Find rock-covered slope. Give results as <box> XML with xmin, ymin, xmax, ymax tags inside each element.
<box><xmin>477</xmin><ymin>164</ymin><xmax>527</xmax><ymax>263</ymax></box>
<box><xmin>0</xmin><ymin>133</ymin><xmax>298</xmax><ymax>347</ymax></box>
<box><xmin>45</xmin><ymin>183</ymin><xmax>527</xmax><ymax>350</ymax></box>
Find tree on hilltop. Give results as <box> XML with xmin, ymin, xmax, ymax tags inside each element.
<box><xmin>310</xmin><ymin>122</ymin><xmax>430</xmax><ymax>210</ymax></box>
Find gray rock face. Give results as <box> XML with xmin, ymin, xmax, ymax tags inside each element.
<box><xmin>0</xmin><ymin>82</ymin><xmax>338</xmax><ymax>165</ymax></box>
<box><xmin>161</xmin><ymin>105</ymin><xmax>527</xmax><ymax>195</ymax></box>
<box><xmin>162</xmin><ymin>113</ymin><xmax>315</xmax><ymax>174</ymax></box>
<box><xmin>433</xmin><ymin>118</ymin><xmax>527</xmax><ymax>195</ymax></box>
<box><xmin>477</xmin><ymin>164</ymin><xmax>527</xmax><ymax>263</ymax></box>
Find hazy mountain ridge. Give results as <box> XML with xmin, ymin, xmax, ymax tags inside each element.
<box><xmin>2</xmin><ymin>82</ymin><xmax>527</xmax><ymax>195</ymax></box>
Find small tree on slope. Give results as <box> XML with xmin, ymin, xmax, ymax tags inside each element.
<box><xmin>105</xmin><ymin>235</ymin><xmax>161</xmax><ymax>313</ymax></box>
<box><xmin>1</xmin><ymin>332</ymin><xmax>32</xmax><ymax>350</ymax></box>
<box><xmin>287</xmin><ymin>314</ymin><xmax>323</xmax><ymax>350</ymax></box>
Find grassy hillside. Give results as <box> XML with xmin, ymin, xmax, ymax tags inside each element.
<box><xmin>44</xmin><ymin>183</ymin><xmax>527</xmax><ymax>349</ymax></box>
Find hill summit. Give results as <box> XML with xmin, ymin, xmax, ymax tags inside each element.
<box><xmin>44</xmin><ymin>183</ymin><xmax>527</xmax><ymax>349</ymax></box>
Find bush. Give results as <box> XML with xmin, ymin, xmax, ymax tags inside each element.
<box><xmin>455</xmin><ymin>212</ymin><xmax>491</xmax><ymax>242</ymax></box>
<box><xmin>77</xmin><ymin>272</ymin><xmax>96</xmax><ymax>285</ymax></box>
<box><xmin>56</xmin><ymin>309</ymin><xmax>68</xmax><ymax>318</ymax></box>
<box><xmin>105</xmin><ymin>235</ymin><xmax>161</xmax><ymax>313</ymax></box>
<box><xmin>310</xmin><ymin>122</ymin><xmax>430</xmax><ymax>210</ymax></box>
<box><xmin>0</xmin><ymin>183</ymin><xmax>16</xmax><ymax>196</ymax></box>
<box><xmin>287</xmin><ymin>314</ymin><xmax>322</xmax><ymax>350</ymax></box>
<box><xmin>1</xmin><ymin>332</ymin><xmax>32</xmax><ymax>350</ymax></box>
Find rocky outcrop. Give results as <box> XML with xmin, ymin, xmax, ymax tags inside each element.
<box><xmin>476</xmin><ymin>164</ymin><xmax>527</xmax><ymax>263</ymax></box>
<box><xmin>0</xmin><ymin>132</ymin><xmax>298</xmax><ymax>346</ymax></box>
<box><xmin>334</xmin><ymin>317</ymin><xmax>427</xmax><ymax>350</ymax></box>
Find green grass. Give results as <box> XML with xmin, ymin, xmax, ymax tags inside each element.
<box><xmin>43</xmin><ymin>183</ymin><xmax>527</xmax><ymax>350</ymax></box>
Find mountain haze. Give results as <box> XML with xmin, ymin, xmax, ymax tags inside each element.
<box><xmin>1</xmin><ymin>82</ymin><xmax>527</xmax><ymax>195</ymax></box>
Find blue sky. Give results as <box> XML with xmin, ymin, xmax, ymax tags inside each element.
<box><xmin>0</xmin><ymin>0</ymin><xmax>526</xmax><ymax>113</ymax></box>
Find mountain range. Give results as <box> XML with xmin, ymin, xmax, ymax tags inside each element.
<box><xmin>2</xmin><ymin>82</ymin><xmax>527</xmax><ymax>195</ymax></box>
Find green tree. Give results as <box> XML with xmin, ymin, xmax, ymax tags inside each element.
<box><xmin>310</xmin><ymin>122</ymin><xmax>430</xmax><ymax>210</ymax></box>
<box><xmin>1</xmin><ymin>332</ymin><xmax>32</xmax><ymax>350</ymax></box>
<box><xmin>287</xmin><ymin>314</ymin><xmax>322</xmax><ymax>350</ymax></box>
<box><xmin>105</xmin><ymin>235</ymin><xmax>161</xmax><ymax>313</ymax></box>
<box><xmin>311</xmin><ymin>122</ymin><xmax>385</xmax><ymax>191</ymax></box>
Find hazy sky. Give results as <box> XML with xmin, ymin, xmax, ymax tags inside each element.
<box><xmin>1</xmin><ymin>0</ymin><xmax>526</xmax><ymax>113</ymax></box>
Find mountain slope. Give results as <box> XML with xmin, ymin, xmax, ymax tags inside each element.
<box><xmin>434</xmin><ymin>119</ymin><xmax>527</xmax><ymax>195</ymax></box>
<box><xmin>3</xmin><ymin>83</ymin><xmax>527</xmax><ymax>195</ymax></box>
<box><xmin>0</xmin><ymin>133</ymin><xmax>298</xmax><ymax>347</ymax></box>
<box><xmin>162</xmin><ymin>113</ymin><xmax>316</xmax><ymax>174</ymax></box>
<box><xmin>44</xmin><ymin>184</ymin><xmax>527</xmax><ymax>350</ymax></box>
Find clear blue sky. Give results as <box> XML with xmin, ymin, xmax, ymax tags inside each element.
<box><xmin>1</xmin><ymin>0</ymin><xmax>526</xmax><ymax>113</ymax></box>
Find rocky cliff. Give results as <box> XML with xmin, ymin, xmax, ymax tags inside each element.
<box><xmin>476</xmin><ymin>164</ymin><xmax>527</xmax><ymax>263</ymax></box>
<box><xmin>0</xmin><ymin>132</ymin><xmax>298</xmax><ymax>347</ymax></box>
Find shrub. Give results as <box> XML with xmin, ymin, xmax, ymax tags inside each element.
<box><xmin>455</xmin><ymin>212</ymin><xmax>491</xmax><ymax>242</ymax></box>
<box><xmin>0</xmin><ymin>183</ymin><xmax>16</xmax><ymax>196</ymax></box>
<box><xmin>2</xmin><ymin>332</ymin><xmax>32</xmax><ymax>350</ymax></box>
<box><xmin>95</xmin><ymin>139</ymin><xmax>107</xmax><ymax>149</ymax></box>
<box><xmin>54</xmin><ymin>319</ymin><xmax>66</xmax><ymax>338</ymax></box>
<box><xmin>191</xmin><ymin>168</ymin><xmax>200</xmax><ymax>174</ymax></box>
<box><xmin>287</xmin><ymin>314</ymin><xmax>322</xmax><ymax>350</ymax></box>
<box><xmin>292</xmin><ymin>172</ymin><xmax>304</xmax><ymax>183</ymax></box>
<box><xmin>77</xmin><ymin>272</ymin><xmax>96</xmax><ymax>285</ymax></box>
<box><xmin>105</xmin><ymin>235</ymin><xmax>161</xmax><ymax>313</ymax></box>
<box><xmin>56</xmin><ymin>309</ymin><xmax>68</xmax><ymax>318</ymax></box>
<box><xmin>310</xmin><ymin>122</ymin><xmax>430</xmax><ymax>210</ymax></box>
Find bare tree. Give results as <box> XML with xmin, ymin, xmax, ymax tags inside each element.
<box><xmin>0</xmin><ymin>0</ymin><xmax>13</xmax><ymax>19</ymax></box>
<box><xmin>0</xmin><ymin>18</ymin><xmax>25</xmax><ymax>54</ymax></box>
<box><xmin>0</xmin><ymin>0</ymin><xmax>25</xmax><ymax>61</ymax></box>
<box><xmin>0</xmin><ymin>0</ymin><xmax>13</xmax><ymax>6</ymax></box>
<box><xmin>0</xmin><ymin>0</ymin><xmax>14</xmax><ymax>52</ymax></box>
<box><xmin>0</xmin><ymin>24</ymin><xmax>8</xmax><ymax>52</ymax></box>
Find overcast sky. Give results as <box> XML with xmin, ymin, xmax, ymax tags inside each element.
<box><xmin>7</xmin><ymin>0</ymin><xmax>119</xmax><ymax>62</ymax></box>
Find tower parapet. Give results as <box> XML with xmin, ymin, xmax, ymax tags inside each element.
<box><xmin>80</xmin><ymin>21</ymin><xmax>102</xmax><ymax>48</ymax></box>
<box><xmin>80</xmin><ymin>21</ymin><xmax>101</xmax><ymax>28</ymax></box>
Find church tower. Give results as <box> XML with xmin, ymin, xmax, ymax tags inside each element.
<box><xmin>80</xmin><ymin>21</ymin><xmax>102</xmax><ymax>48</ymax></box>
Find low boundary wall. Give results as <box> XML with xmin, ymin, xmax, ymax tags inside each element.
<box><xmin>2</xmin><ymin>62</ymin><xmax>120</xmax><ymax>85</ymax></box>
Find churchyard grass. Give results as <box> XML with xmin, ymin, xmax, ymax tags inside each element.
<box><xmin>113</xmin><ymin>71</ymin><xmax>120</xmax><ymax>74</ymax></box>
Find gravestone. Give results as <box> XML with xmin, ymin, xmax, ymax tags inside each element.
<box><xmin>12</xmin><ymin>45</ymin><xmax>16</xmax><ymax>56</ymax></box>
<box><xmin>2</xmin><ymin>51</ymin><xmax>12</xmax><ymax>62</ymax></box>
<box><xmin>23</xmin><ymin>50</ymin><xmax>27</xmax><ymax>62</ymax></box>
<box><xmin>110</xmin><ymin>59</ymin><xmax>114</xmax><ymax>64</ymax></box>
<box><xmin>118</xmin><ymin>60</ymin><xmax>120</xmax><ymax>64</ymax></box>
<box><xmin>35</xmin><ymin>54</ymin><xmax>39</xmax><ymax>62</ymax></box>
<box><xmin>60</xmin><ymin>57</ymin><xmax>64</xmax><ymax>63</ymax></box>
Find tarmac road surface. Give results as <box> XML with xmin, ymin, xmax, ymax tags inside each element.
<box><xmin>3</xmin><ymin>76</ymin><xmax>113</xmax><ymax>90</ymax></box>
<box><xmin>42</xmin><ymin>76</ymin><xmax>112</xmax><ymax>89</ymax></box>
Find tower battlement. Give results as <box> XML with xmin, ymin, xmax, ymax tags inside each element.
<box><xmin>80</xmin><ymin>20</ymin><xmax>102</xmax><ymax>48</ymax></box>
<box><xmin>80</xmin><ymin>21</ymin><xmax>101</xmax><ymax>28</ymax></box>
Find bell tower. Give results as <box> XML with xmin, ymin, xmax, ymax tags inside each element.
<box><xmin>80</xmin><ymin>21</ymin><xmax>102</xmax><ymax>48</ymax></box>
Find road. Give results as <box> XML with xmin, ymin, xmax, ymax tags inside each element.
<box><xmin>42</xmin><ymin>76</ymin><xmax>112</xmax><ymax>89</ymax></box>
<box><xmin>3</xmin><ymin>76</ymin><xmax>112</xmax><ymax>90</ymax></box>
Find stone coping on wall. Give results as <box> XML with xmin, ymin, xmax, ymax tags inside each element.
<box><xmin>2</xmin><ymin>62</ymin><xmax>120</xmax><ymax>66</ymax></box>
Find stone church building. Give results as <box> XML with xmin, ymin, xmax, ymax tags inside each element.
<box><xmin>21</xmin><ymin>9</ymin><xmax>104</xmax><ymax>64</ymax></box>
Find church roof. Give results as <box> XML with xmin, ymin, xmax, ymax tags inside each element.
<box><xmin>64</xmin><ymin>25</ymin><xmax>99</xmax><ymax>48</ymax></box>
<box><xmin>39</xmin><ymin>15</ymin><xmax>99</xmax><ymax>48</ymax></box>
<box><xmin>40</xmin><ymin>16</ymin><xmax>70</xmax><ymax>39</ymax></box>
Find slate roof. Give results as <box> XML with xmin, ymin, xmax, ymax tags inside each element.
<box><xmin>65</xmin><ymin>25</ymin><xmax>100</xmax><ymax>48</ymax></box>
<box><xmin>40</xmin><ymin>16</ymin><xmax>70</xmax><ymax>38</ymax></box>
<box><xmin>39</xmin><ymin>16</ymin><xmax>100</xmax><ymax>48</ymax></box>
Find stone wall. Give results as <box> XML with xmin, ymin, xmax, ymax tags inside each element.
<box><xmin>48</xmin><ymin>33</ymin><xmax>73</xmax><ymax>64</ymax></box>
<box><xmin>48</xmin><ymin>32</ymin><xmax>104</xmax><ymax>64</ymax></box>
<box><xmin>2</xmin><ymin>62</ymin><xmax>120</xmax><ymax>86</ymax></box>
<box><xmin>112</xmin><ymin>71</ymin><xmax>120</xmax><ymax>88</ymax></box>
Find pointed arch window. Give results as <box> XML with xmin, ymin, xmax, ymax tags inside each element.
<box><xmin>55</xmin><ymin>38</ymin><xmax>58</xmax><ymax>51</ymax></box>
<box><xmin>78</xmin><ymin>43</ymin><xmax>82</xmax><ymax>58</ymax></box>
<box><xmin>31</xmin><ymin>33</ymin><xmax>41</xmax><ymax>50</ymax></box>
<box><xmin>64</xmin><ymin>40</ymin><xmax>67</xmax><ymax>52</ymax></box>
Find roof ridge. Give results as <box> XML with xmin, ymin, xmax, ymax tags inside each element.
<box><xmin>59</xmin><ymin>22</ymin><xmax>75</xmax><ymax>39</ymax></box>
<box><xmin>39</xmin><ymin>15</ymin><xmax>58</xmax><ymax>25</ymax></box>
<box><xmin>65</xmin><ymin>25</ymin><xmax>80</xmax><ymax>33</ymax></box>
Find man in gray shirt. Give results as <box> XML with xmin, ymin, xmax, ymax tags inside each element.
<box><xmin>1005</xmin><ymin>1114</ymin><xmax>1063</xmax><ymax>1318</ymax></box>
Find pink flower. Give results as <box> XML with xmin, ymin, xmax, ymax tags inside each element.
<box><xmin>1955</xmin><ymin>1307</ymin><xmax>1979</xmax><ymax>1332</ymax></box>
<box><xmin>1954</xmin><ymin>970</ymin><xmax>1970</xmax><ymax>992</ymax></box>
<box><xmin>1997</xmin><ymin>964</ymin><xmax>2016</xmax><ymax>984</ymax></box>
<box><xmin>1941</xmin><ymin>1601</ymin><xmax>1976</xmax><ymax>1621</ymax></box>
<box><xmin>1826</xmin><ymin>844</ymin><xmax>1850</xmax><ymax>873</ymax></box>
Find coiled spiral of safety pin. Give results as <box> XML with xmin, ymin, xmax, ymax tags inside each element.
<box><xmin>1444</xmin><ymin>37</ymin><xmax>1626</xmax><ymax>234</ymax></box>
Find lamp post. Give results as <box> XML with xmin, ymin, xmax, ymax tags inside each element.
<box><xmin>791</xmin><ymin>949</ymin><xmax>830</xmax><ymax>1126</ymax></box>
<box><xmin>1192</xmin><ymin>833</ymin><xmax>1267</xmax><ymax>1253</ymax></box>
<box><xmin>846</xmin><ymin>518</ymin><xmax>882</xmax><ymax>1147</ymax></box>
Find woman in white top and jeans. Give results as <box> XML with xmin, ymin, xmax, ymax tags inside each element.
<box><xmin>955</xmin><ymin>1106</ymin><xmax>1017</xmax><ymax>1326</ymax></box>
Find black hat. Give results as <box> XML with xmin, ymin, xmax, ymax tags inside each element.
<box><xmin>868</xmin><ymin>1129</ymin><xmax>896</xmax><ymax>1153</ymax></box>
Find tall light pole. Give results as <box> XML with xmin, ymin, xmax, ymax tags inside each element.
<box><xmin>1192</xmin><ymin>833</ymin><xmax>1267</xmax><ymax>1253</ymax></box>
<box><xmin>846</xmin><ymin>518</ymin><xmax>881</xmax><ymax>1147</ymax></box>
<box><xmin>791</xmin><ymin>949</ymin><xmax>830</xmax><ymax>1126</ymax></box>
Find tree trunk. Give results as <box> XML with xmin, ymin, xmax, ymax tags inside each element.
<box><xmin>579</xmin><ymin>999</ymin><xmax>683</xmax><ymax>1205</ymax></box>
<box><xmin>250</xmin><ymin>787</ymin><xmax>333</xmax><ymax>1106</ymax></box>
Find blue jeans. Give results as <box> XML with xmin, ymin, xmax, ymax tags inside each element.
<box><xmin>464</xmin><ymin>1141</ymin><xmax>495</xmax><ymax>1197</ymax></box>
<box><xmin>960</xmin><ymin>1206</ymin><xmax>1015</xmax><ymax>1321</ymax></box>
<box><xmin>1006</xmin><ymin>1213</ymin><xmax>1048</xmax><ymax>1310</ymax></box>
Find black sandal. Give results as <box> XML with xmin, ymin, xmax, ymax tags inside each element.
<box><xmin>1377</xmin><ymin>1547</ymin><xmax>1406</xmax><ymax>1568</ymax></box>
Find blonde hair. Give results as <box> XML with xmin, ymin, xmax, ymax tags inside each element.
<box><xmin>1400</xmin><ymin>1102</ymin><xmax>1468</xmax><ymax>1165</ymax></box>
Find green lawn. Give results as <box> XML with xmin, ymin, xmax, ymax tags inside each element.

## Your instructions
Go to the line with "Find black sandal." and set down that line and every line after it, through the end of the material above, word for word.

## Task output
Find black sandal. Give results as <box> XML with xmin, ymin, xmax, ymax tags inside each element.
<box><xmin>1377</xmin><ymin>1547</ymin><xmax>1406</xmax><ymax>1568</ymax></box>
Find blonde hair. Give results as <box> XML with xmin, ymin, xmax, ymax tags inside each element.
<box><xmin>1400</xmin><ymin>1102</ymin><xmax>1468</xmax><ymax>1165</ymax></box>
Find green lawn. Give results as <box> XML with xmin, ymin, xmax, ymax tags inside each element.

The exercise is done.